* _Exercise instructions_:
In the school-choice text below, copy word for word the stretch from "The Solution" up to and including "that betrayed them.".

* _Selected text_:
A puzzle master looks at that equation and identifies the variable. The variable is not preference — the polling is unambiguous. The variable is organizational capture — when the groups that are supposed to represent a community start serving the interests of the institutions that fund them instead. The teachers’ unions fund the political party, the political party funds the civil rights organizations, and the civil rights organizations adopt the unions’ position. The community’s preference is laundered out of the process before it reaches the policy table.

The Solution

Bypass the captured organizations. Build parental choice coalitions that are single-issue, non-partisan, and accountable only to the 73% — not to the institutions that betrayed them.

“You cannot cure what you refuse to diagnose.”

The diagnosis is a political betrayal. Powerful institutions — teachers’ unions, the Democratic Party establishment, legacy civil rights groups — have a vested financial interest in maintaining the monopoly of the traditional public school system. They are paid in union dues, political contributions, and organizational relevance by the status quo. They are not paid by the liberation of Black children.

Top 5 Solutions That Are Already Working

1. KIPP Public Charter Schools (United States). KIPP runs 270+ tuition-free public charter schools across 21 states. They serve the same low-income Black and Hispanic students as the district schools next door. The difference is in the outcomes. Mathematica Policy Research found KIPP students gained the equivalent of 11 extra months of learning in math over three years. At KIPP NYC, 48% of graduates earned a college degree — compared to 11% for low-income peers nationally (Mathematica, 2015).

* _Dataset entries_:
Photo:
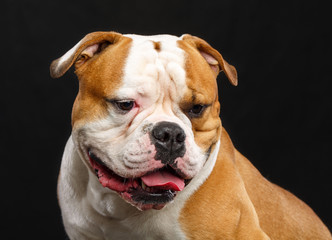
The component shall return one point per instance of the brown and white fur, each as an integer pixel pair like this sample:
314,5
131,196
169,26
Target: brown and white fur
128,84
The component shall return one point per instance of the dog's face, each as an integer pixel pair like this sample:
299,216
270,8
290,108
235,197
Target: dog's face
147,113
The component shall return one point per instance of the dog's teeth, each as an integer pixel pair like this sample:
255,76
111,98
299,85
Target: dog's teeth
143,185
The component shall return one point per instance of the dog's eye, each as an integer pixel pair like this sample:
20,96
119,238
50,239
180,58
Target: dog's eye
125,105
196,110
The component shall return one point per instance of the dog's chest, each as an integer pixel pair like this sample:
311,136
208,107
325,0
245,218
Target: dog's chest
144,228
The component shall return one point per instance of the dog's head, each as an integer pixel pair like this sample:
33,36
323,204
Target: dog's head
147,113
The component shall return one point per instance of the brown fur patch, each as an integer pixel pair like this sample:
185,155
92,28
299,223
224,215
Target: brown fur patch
202,89
98,79
156,46
221,208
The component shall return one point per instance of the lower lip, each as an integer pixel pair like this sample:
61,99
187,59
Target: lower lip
130,189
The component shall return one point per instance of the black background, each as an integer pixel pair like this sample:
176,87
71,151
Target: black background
279,116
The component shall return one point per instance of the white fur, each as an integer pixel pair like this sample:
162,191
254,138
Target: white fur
156,80
92,212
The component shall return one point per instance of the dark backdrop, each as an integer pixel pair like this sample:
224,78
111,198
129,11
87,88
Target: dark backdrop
279,116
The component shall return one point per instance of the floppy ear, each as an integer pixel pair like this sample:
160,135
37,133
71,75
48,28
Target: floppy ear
213,58
84,50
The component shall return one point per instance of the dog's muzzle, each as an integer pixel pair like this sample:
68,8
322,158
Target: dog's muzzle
169,140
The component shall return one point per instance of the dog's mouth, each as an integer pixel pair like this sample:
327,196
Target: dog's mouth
153,190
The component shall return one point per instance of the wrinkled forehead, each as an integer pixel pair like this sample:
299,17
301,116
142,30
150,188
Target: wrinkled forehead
154,62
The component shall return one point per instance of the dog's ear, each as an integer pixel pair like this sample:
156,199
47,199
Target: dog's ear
213,58
84,50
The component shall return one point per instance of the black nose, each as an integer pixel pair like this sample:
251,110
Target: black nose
168,139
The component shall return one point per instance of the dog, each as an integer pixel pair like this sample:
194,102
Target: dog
148,157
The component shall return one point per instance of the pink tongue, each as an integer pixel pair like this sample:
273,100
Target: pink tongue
163,179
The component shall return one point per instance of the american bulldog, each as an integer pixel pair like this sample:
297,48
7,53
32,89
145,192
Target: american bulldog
148,157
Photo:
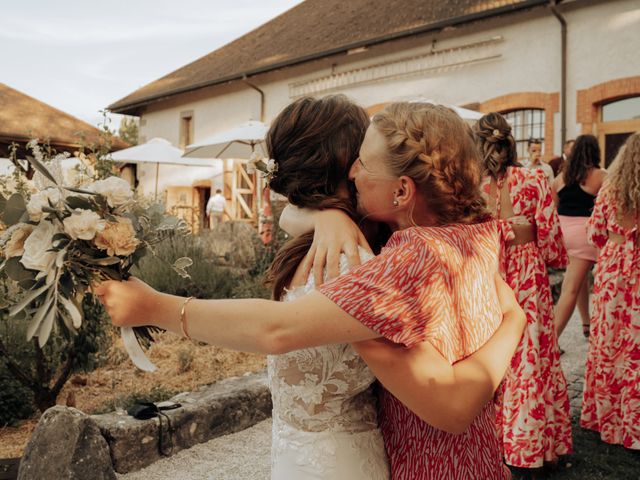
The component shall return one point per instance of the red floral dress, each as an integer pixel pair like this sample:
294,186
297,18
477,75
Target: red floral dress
533,404
611,402
432,284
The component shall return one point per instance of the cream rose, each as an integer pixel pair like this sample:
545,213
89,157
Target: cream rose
40,200
83,224
36,254
117,238
116,190
15,245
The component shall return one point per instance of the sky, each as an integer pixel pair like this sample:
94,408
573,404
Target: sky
82,55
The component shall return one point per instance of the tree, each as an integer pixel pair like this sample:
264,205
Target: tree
128,130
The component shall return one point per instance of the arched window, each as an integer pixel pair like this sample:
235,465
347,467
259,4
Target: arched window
527,123
620,118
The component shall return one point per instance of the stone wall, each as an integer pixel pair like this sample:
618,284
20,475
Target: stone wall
225,407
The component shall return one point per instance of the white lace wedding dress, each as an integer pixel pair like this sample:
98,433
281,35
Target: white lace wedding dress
325,424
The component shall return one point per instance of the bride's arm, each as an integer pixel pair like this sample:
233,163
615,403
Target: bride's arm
445,396
250,325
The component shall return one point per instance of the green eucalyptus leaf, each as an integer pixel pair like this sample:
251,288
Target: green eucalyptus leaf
34,324
47,324
14,209
74,312
16,271
37,165
27,299
81,203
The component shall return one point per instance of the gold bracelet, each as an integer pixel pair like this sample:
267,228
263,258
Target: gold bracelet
183,318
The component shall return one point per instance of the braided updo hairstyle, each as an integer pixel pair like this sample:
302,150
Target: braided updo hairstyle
433,146
496,144
314,142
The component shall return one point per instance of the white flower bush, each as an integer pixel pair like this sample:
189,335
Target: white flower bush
116,190
37,248
41,199
83,224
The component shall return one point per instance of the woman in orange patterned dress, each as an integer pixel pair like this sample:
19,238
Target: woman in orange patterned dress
418,172
533,408
611,402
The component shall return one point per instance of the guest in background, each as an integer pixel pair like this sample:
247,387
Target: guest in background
533,405
215,209
611,403
558,163
534,148
575,191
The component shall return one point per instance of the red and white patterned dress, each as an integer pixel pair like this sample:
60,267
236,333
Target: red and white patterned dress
432,284
611,402
533,404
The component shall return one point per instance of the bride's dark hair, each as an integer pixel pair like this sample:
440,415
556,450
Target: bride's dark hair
314,142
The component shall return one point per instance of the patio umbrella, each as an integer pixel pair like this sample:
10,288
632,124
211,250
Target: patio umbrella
158,151
239,142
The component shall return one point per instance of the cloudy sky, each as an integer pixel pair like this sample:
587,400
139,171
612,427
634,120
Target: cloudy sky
80,56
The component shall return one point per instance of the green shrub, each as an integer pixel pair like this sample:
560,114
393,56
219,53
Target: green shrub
15,399
158,393
208,280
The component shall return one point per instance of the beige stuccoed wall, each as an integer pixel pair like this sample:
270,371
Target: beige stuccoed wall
603,45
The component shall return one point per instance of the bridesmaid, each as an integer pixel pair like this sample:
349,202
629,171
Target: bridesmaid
533,410
611,403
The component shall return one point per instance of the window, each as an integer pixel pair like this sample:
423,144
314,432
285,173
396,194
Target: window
627,109
526,124
186,128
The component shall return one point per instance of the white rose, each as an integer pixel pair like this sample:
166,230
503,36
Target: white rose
15,245
43,198
36,255
116,190
83,224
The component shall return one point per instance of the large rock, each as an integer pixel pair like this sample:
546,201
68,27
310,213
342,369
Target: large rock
66,445
228,406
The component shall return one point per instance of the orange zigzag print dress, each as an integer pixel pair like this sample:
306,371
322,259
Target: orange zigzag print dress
611,402
533,404
435,284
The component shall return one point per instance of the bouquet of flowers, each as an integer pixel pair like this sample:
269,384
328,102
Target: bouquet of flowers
61,240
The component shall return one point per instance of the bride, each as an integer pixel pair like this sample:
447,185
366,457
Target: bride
325,422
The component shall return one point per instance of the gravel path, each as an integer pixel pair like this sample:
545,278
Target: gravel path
245,455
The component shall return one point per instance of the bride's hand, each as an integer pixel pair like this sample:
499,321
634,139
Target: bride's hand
334,233
129,303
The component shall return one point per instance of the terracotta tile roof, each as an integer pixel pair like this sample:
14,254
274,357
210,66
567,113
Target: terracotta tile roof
23,117
316,29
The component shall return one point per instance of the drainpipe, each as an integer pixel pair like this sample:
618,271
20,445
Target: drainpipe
244,79
563,88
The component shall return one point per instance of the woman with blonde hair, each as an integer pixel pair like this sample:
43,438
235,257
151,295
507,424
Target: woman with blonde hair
533,408
418,172
611,402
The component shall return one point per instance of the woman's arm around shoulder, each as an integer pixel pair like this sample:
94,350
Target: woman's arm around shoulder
445,396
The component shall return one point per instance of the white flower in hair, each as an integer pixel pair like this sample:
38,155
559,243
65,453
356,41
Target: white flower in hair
272,166
252,164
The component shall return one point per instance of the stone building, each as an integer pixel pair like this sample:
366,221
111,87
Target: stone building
555,68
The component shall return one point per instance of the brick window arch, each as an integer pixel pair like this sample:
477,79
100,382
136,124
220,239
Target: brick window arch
591,99
522,101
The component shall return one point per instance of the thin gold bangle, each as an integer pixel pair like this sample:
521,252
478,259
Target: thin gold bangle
183,318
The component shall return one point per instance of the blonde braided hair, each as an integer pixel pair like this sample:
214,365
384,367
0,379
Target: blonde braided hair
624,176
496,144
433,146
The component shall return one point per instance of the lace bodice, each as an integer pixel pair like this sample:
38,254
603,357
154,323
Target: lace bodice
322,388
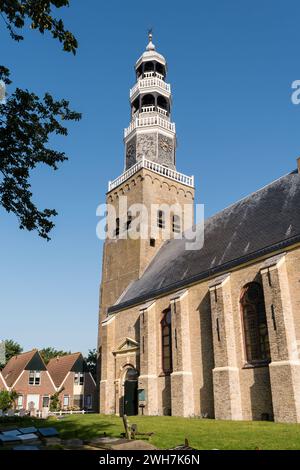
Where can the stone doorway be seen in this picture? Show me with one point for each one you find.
(131, 393)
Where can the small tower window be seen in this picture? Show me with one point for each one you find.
(255, 324)
(176, 225)
(117, 227)
(166, 333)
(161, 223)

* _Task solution_:
The Solution

Bypass the captured organizations. Build parental choice coalitions that are single-issue, non-partisan, and accountable only to the 73% — not to the institutions that betrayed them.